### ENUNCIADO A
Copie palavra por palavra a parte dos registros que vai da linha com "Target: white shorts" até o último registro, incluindo as duas pontas.

Glauber Rocha, o maior representante do "cinema novo" e do cinema moderno brasileiro, seu grande exegeta e "agit-prop", depois de realizar um "clássico" do momento cinemanovista, O Dragão da Maldade Contra o Santo Guerreiro, não fica indiferente a esta ebulição. Figura sensibilíssima, antenas ligadas, sem romper politicamente com seu grupo de atuação basicamente formado em torno de Nelson Pereira dos Santos (o "pai" de todos nós), Leon Hirszman (a cabeça racional, cartesiana/política/filosófica), Joaquim Pedro (o refinamento cultural/social moldado por um aprendizado técnico europeu), Walter Lima Jr. (o mais "charmant" contador de casos e maior formação cinefilica de todos), Cacá Diegues (o "delfim", poeta e político de O Metropolitano e Movimento), Saraceni (o rosselliniano. recém-saído do Centro Sperimentale di Cinematografia, contemporâneo da turma de Marco Bellocchio, Gustavo Dahl, Geraldo Magalhães, Bernardo Bertolucci e Gianni Amico – os dois últimos não fizeram o Centro mas eram da "turma") e Gustavo (cabeça lúcida, cinefílica, de extremo bom gosto e grande nível de informação), além de Ruy Guerra (com quem sempre teve convivência polêmica). E mais figuras como David Neves, Luiz Fernando Goulart (a turma da rua da Matriz, de Botafogo), Fernando Duarte, Mário Carneiro, Sérgio Sanz, Eduardo Escorel, Arnaldo Jabor, Luis Carlos Saldanha, Miguel Borges (autor do talvez mais maldito e extraordinário filme de então, Canalha em Crise, e da idéia do cinema "bola-bola"), Marcos Farias, Fernando Campos, Paulo Gil Soares, António Carlos Fontoura, Miguel Torres (morto muito cedo, em desastre no nordeste, fazendo locações para filmes – do Coutinho ou do Ruy Guerra?).

Glauber faz seu experimento "udigrudi", até hoje inédito, Câncer. Anos mais tarde, antes de morrer, reivindica o direito de ter sido sua a primeira manifestação do cinema "underground" brasileiro – como se não fosse suficiente o fato de ter forçado as direções do cinema brasileiro para rumos absolutamente novos, com Deus e o Diabo na Terra do Sol.

8.

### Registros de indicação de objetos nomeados
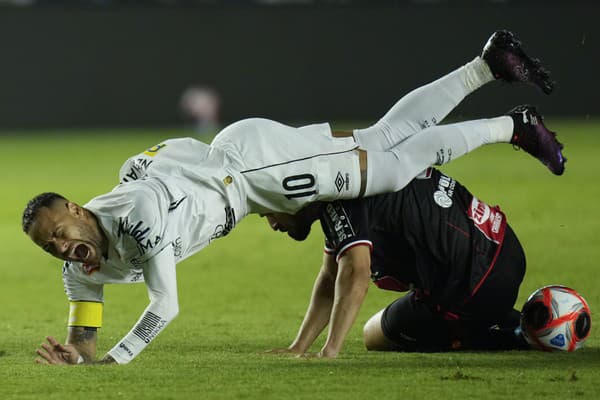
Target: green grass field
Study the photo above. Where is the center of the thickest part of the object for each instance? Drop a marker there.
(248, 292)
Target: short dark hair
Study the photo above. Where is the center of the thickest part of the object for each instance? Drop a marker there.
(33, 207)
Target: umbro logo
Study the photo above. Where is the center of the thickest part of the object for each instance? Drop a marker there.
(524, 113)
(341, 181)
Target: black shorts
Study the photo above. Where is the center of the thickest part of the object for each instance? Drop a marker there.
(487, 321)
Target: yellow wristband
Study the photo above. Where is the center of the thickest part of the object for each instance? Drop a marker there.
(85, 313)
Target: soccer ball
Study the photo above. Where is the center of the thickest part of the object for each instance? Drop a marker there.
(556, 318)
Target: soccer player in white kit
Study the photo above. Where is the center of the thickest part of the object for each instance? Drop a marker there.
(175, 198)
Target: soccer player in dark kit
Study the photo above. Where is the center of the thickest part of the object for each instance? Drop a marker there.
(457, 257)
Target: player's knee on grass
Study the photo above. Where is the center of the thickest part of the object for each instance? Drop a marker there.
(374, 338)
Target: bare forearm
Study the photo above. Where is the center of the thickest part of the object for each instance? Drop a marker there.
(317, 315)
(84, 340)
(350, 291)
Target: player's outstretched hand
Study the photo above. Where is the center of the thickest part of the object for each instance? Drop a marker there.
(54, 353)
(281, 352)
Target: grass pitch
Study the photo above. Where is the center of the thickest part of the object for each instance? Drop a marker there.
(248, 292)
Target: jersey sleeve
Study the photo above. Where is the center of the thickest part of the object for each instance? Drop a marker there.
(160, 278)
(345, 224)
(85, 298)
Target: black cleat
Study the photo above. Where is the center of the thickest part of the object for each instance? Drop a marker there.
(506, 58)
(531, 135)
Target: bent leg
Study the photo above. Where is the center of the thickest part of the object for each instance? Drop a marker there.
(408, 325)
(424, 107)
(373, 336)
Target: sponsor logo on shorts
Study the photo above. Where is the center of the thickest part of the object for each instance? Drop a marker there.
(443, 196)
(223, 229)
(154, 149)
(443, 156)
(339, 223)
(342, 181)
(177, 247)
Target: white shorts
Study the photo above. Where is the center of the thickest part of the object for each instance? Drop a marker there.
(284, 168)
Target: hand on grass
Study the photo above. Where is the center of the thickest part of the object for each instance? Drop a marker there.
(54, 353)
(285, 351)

### ENUNCIADO B
No trecho sobre o cinema novo, por que Bernardo Bertolucci e Gianni Amico aparecem entre os contemporâneos de Saraceni, se não fizeram o Centro?

### RESPOSTA CORRETA A
Target: white shorts
Study the photo above. Where is the center of the thickest part of the object for each instance? Drop a marker there.
(284, 168)
Target: hand on grass
Study the photo above. Where is the center of the thickest part of the object for each instance? Drop a marker there.
(54, 353)
(285, 351)

### RESPOSTA CORRETA B
Eles não cursaram o Centro Sperimentale di Cinematografia, mas eram da "turma".